§ **Data shown**:
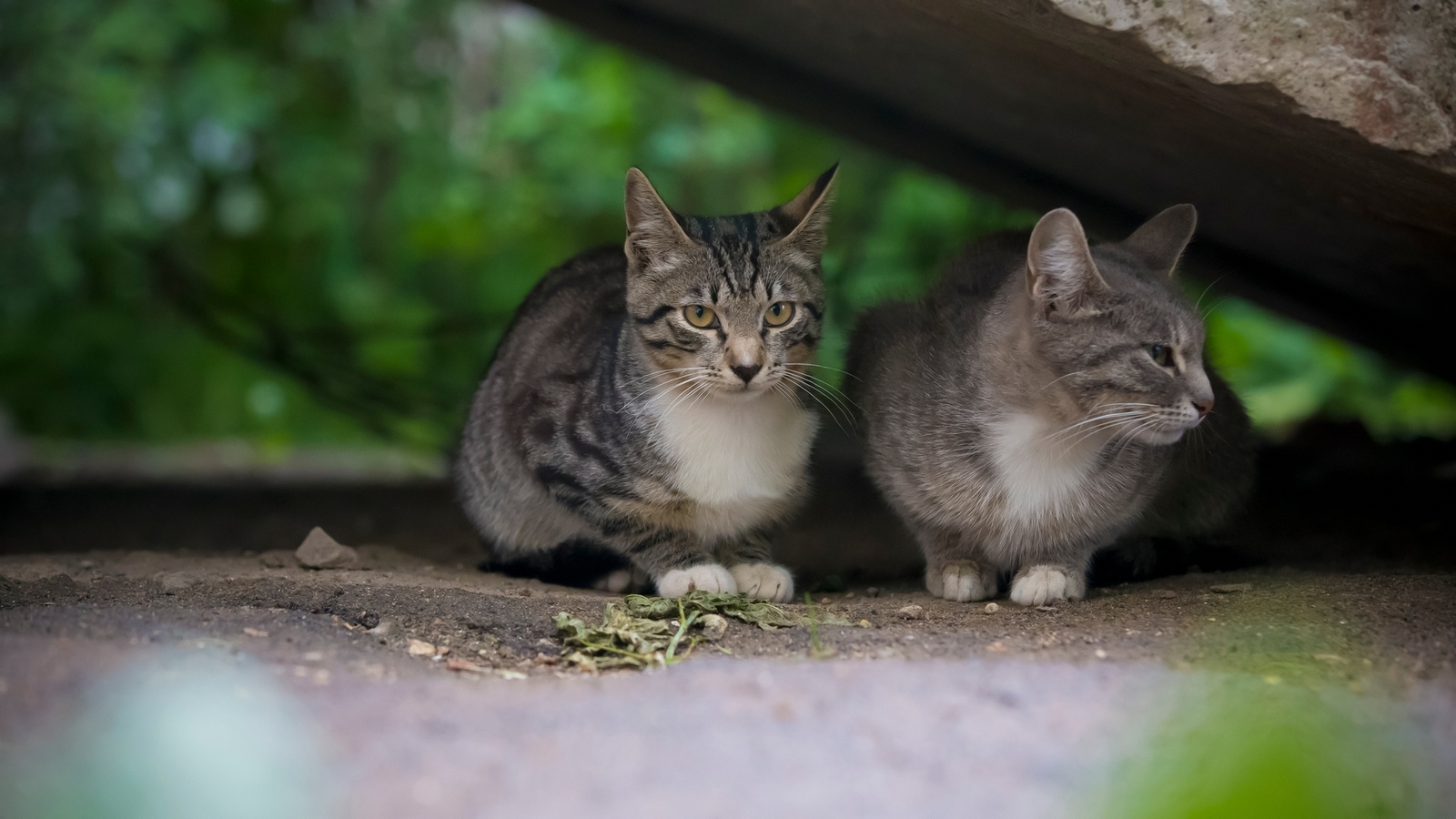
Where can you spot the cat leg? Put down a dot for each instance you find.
(1043, 583)
(750, 561)
(677, 562)
(951, 567)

§ **What you will do**:
Print the material above once more, exactly, minus the pictures.

§ **Answer area**:
Where can you spot the cat leg? Put down a dot for each instance you find.
(1043, 583)
(750, 561)
(677, 562)
(951, 567)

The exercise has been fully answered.